▶ _Exercise_
Rewrite the text on the FTC settlement from "Below was the" up to and including "use it yourself!", swapping "letter" for "comment".
**** Reading text ****
Below was the letter which I wrote to FTC. I used AI tools to help compose it, but I feel it addresses the major weakness of the proposed settlement agreement with FTC and Cigna's Express Scripts and gives FTC direction on what still needs to change before it finalizes the agreement. Feel free to use it yourself!
SUGGESTED COMMENTARY ON FTC SETTLEMENT AGREEMENT WITH EXPRESS SCRIPTS:
To FTC Staff:
Thank you for the work that has gone into this settlement. As a patient who has been directly adversely affected by PBM "business" practices, I appreciate that the FTC is finally taking steps to fix a system that has enabled drug costs rise higher for years. This settlement is the result of years of advocacy from patients, pharmacists, and others who have been calling attention to these problems.
**** Recorded information ****
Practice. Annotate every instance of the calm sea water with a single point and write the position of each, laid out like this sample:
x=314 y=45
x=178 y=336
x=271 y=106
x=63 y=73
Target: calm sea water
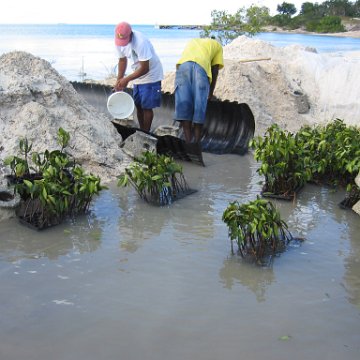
x=73 y=49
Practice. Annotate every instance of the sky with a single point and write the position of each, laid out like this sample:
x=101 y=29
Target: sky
x=171 y=12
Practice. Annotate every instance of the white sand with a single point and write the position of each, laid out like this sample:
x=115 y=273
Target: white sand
x=329 y=82
x=35 y=101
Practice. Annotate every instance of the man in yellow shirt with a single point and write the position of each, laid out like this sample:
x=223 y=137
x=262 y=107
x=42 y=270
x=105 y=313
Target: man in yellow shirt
x=196 y=75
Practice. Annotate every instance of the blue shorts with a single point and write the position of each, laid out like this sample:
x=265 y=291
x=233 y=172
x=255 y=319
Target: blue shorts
x=192 y=88
x=147 y=96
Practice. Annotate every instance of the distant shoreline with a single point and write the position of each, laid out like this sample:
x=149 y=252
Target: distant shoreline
x=351 y=34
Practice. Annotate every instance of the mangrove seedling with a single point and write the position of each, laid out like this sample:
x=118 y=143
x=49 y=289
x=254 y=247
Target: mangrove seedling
x=156 y=178
x=59 y=187
x=257 y=229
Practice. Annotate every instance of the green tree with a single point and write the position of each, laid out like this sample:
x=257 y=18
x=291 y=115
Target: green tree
x=225 y=26
x=286 y=8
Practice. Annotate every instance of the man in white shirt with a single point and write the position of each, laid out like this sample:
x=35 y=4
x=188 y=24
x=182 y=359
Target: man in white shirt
x=147 y=71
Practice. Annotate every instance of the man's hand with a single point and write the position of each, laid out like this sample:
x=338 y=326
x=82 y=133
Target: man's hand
x=121 y=84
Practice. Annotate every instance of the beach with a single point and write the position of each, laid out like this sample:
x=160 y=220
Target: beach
x=137 y=281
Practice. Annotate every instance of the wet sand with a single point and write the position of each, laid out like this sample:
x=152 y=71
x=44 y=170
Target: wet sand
x=139 y=282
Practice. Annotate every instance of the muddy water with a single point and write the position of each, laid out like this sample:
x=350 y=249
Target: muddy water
x=132 y=281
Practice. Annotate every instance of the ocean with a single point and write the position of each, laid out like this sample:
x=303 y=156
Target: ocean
x=87 y=51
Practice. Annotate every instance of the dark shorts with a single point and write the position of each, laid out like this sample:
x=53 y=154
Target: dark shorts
x=147 y=96
x=191 y=93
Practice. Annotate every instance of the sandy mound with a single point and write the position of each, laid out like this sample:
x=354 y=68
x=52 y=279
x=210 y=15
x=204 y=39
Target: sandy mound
x=35 y=101
x=297 y=86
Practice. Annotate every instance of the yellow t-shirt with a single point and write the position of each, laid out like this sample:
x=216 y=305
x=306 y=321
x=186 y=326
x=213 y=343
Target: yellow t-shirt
x=205 y=52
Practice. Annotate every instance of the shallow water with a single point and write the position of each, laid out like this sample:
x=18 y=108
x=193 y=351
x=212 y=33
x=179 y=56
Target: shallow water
x=134 y=281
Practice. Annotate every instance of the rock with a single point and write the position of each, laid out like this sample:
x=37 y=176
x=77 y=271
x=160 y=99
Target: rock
x=36 y=101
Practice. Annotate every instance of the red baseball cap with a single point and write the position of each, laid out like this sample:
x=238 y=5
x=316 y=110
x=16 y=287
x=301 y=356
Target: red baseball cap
x=122 y=34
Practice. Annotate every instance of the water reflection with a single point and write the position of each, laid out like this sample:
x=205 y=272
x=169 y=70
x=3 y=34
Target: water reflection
x=352 y=262
x=19 y=242
x=255 y=278
x=139 y=220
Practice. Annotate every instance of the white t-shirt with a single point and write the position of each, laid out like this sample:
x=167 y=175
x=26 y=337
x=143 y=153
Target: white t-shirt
x=141 y=49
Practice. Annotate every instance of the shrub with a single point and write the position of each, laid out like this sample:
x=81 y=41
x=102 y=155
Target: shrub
x=257 y=229
x=51 y=185
x=156 y=178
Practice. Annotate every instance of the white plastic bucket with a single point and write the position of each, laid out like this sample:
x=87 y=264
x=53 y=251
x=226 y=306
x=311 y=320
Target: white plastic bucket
x=120 y=105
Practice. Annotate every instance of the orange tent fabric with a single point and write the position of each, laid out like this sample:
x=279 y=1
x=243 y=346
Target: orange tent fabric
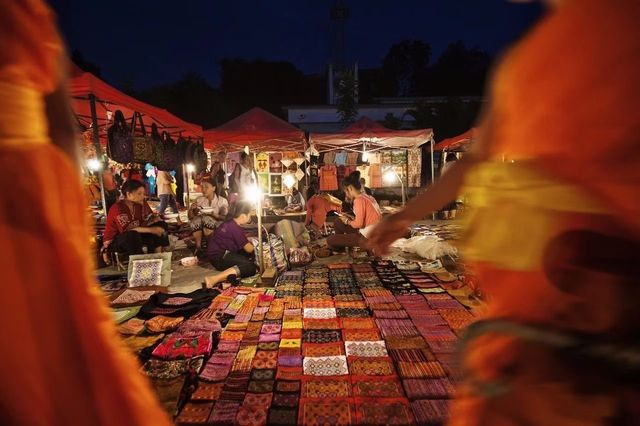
x=259 y=130
x=63 y=362
x=82 y=84
x=367 y=130
x=456 y=142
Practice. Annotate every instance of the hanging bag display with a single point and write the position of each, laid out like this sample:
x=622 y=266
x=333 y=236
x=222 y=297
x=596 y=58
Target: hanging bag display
x=170 y=157
x=119 y=140
x=143 y=149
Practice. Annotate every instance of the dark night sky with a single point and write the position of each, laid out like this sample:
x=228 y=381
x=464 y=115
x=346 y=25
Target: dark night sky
x=149 y=42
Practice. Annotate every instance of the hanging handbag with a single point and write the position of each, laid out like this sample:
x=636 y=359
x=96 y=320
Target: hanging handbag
x=200 y=158
x=119 y=140
x=143 y=149
x=170 y=153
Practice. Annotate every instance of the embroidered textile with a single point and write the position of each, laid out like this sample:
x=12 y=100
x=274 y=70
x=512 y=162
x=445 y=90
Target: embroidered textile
x=371 y=366
x=333 y=387
x=321 y=413
x=146 y=273
x=325 y=366
x=177 y=347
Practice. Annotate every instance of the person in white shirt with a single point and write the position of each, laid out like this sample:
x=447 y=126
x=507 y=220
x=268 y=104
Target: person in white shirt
x=207 y=212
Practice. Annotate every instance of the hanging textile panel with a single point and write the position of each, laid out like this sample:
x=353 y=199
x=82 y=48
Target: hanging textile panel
x=414 y=165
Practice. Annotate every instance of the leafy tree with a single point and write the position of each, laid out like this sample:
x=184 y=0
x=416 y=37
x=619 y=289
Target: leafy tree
x=405 y=64
x=347 y=94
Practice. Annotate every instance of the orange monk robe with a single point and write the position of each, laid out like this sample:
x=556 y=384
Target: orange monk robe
x=563 y=107
x=62 y=361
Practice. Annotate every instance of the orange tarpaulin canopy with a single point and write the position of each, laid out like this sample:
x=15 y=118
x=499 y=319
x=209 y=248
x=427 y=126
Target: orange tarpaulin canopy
x=259 y=130
x=108 y=99
x=367 y=130
x=456 y=142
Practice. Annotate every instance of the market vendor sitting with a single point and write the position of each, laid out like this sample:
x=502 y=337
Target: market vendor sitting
x=207 y=212
x=131 y=225
x=318 y=206
x=295 y=201
x=353 y=232
x=229 y=250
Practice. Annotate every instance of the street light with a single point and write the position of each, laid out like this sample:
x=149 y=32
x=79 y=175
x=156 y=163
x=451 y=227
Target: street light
x=390 y=176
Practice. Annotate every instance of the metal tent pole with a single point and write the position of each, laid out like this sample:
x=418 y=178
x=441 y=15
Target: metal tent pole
x=96 y=142
x=433 y=214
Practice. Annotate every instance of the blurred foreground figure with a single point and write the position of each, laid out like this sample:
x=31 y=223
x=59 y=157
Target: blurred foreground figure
x=555 y=234
x=62 y=362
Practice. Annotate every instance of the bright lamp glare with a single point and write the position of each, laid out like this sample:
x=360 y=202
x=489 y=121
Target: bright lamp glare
x=253 y=194
x=389 y=176
x=94 y=165
x=289 y=181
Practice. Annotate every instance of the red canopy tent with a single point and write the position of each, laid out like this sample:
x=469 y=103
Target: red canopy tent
x=259 y=130
x=84 y=86
x=375 y=135
x=457 y=142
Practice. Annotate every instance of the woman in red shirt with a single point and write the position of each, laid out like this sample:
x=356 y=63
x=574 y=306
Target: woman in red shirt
x=354 y=232
x=131 y=224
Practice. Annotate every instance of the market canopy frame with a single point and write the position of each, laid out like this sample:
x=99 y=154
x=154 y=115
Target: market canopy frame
x=85 y=89
x=366 y=134
x=458 y=143
x=257 y=129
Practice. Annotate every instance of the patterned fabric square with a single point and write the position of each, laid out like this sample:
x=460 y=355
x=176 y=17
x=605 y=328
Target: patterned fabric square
x=314 y=413
x=428 y=388
x=381 y=412
x=290 y=343
x=319 y=313
x=366 y=349
x=371 y=366
x=321 y=336
x=258 y=399
x=321 y=324
x=268 y=374
x=326 y=366
x=283 y=416
x=207 y=391
x=378 y=388
x=333 y=387
x=287 y=386
x=260 y=386
x=435 y=411
x=286 y=400
x=323 y=349
x=360 y=335
x=419 y=370
x=265 y=360
x=268 y=346
x=146 y=273
x=251 y=415
x=194 y=412
x=224 y=413
x=358 y=323
x=293 y=333
x=131 y=297
x=289 y=373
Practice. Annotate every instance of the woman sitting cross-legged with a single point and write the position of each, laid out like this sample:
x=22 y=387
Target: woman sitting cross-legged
x=131 y=225
x=207 y=212
x=229 y=249
x=354 y=232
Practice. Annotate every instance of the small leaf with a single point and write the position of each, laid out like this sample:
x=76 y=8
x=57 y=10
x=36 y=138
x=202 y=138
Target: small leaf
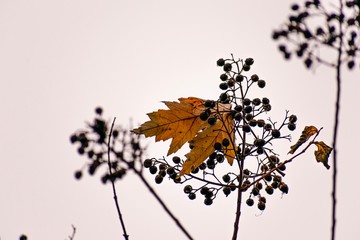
x=305 y=135
x=323 y=152
x=203 y=144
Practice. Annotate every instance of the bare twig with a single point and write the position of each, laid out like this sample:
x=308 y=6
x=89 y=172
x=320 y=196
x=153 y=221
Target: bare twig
x=73 y=233
x=126 y=236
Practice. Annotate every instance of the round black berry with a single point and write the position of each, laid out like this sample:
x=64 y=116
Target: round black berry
x=187 y=189
x=212 y=120
x=226 y=178
x=246 y=128
x=291 y=126
x=192 y=196
x=249 y=61
x=147 y=163
x=158 y=178
x=176 y=159
x=250 y=202
x=220 y=62
x=239 y=78
x=246 y=67
x=261 y=83
x=223 y=77
x=208 y=201
x=275 y=133
x=227 y=67
x=153 y=169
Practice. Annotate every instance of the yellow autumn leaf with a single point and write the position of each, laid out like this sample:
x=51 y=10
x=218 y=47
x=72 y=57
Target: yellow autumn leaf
x=305 y=135
x=203 y=144
x=180 y=122
x=323 y=152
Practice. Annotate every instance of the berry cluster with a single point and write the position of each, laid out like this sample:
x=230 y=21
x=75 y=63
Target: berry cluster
x=341 y=31
x=94 y=144
x=251 y=137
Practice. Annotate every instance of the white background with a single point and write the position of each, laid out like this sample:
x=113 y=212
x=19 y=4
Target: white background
x=61 y=59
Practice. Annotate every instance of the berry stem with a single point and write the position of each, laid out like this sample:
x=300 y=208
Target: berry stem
x=126 y=236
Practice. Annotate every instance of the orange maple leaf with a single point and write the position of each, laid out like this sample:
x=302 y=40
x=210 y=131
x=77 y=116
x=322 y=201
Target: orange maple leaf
x=182 y=123
x=203 y=144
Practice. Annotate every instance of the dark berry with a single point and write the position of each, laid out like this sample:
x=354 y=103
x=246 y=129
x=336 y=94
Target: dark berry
x=223 y=77
x=187 y=189
x=226 y=142
x=223 y=86
x=246 y=67
x=294 y=7
x=153 y=169
x=258 y=185
x=292 y=118
x=252 y=122
x=227 y=67
x=260 y=123
x=247 y=101
x=78 y=175
x=238 y=108
x=267 y=107
x=147 y=163
x=259 y=142
x=209 y=104
x=170 y=171
x=265 y=100
x=224 y=97
x=283 y=187
x=231 y=82
x=267 y=126
x=269 y=190
x=204 y=115
x=176 y=159
x=246 y=128
x=192 y=196
x=248 y=109
x=212 y=120
x=261 y=83
x=256 y=101
x=238 y=117
x=249 y=61
x=255 y=191
x=275 y=133
x=220 y=62
x=239 y=78
x=98 y=110
x=204 y=190
x=261 y=205
x=227 y=190
x=217 y=146
x=291 y=126
x=250 y=202
x=208 y=201
x=158 y=178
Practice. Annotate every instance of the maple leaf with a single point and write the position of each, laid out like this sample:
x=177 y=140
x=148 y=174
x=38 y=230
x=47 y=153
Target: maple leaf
x=180 y=122
x=305 y=135
x=323 y=152
x=203 y=144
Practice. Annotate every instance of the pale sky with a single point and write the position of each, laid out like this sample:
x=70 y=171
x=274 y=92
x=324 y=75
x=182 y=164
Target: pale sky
x=61 y=59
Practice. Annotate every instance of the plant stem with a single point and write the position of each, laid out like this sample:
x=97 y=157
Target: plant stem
x=126 y=236
x=336 y=123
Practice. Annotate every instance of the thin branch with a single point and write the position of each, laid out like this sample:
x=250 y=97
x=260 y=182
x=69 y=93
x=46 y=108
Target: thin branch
x=126 y=236
x=73 y=233
x=336 y=123
x=167 y=210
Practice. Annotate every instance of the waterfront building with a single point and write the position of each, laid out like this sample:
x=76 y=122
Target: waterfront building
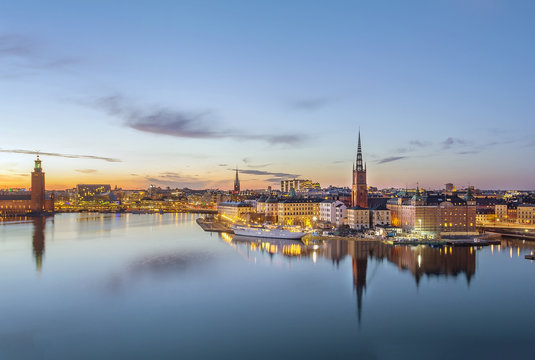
x=333 y=211
x=298 y=185
x=93 y=192
x=236 y=183
x=484 y=216
x=235 y=211
x=526 y=214
x=359 y=192
x=269 y=207
x=380 y=217
x=358 y=218
x=433 y=214
x=501 y=212
x=512 y=213
x=28 y=202
x=298 y=211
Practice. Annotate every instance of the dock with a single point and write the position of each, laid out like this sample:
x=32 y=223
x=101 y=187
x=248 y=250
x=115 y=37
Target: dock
x=213 y=225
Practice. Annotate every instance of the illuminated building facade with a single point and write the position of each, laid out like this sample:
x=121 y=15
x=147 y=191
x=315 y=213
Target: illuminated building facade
x=526 y=214
x=234 y=211
x=92 y=192
x=236 y=183
x=297 y=211
x=333 y=211
x=358 y=218
x=297 y=185
x=24 y=202
x=359 y=191
x=434 y=214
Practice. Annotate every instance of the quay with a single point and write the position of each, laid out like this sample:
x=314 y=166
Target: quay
x=213 y=225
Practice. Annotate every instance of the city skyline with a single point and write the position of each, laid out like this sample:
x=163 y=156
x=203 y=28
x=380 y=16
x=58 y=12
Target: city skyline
x=180 y=94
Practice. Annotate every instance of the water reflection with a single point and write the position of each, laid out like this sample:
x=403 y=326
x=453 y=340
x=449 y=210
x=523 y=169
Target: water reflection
x=38 y=241
x=418 y=260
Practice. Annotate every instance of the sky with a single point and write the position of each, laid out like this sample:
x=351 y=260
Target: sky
x=179 y=93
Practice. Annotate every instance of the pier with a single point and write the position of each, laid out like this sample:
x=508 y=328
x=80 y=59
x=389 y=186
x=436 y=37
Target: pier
x=213 y=225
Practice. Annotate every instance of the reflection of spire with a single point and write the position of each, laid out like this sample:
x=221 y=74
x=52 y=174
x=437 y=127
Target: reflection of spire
x=359 y=280
x=39 y=241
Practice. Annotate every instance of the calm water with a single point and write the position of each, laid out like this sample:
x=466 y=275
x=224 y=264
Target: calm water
x=100 y=286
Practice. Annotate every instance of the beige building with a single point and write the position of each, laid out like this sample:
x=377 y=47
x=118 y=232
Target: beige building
x=380 y=217
x=358 y=218
x=501 y=212
x=269 y=207
x=526 y=214
x=234 y=211
x=297 y=184
x=296 y=211
x=333 y=211
x=435 y=214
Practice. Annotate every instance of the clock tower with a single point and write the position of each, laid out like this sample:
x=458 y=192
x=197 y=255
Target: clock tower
x=359 y=189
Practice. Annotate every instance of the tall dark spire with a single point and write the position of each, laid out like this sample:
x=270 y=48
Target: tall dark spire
x=359 y=156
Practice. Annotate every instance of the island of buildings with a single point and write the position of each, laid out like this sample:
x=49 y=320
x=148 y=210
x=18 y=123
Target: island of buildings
x=359 y=208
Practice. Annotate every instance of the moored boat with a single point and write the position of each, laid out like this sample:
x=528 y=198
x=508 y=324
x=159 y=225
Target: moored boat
x=277 y=232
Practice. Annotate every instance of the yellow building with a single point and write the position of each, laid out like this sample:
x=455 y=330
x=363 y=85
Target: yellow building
x=234 y=211
x=358 y=218
x=296 y=211
x=526 y=214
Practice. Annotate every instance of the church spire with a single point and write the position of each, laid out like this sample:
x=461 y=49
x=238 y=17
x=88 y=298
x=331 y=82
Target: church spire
x=359 y=156
x=237 y=182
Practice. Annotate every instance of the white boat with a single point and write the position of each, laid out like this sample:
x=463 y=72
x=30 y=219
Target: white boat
x=277 y=232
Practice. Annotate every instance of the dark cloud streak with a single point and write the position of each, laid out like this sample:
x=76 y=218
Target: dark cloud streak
x=68 y=156
x=199 y=125
x=391 y=159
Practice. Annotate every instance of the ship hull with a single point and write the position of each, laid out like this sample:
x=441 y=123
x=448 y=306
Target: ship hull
x=269 y=233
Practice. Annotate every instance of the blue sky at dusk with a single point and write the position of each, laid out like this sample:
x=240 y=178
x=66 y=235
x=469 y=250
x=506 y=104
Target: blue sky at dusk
x=180 y=92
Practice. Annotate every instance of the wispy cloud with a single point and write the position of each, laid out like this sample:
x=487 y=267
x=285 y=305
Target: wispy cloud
x=419 y=143
x=86 y=171
x=69 y=156
x=468 y=152
x=391 y=159
x=268 y=173
x=21 y=55
x=310 y=104
x=451 y=142
x=247 y=162
x=163 y=121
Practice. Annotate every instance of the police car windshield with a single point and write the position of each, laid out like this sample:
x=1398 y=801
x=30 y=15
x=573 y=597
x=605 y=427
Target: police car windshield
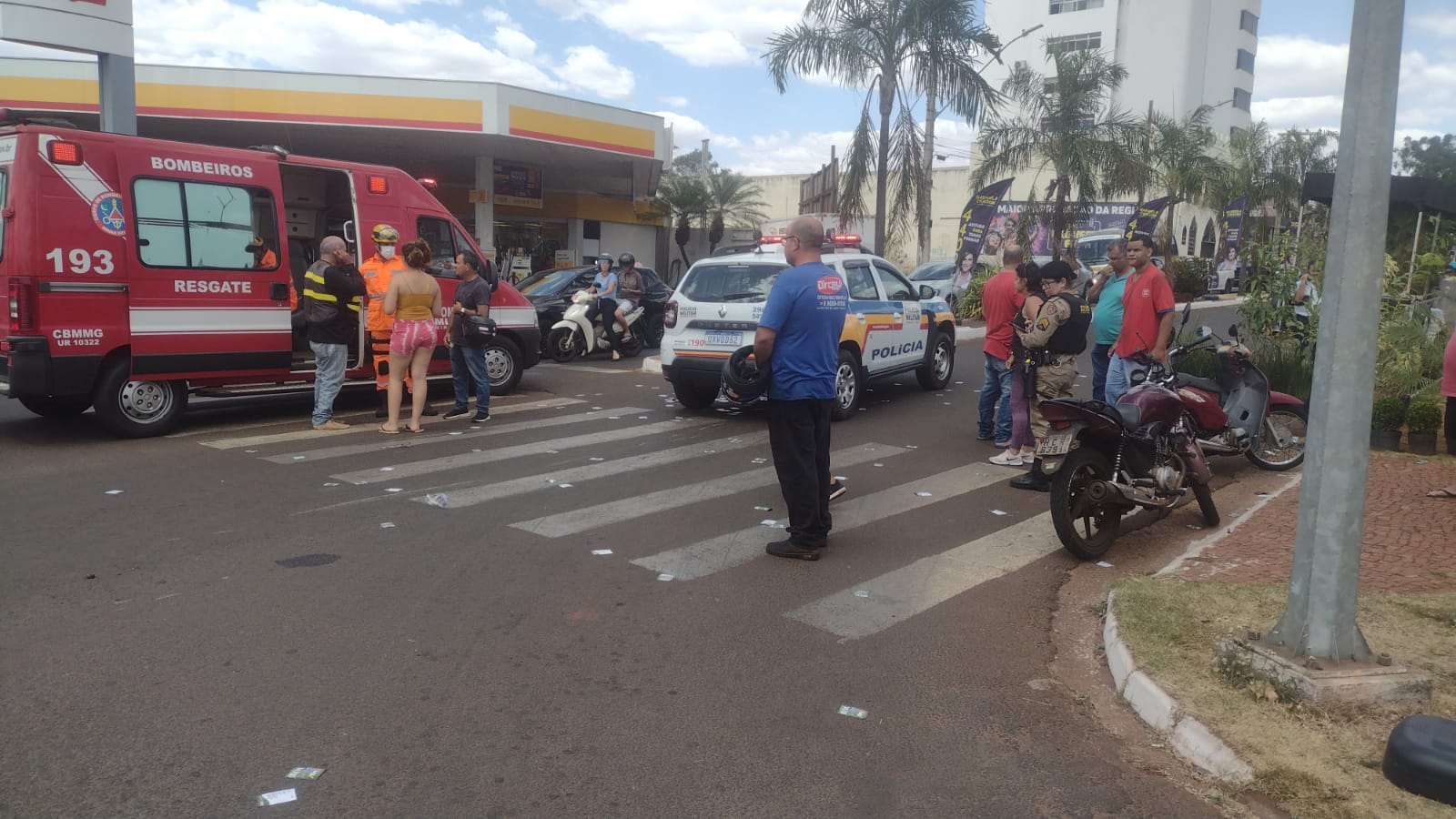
x=931 y=271
x=747 y=281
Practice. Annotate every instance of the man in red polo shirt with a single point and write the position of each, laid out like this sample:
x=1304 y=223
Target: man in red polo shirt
x=1148 y=318
x=1001 y=303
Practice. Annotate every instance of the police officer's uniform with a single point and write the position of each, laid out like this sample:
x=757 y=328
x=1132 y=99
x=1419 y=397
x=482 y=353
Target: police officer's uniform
x=1053 y=343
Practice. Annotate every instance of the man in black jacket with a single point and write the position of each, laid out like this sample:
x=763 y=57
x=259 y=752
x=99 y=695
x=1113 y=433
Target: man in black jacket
x=332 y=290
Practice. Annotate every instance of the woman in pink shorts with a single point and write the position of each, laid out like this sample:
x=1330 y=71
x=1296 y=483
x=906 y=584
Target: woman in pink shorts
x=414 y=300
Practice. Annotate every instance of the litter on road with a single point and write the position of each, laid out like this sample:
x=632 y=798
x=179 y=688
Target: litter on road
x=278 y=797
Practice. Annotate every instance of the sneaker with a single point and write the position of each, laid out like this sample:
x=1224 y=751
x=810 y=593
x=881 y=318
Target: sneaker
x=1008 y=460
x=791 y=550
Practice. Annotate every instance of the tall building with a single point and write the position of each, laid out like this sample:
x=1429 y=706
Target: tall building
x=1178 y=55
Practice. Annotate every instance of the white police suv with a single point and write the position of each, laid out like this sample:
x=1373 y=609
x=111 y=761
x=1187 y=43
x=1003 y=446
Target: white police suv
x=892 y=327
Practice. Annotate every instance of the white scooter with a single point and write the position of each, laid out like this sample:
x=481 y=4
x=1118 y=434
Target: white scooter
x=575 y=334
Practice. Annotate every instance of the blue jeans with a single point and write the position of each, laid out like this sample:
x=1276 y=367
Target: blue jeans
x=995 y=388
x=468 y=365
x=1099 y=365
x=329 y=360
x=1120 y=376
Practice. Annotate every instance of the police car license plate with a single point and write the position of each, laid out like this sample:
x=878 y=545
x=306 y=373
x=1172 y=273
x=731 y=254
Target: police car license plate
x=1055 y=443
x=724 y=339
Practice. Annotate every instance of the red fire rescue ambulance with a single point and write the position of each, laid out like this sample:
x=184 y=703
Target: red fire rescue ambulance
x=133 y=283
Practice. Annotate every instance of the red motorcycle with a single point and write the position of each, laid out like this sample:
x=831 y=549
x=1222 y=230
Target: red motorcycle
x=1106 y=460
x=1238 y=413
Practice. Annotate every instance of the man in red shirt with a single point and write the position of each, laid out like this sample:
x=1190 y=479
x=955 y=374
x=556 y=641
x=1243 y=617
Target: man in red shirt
x=1001 y=303
x=1148 y=318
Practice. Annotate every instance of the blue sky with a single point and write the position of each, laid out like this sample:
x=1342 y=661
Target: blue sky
****
▶ _Answer for this exercise_
Below was the comment which I wrote to FTC. I used AI tools to help compose it, but I feel it addresses the major weakness of the proposed settlement agreement with FTC and Cigna's Express Scripts and gives FTC direction on what still needs to change before it finalizes the agreement. Feel free to use it yourself!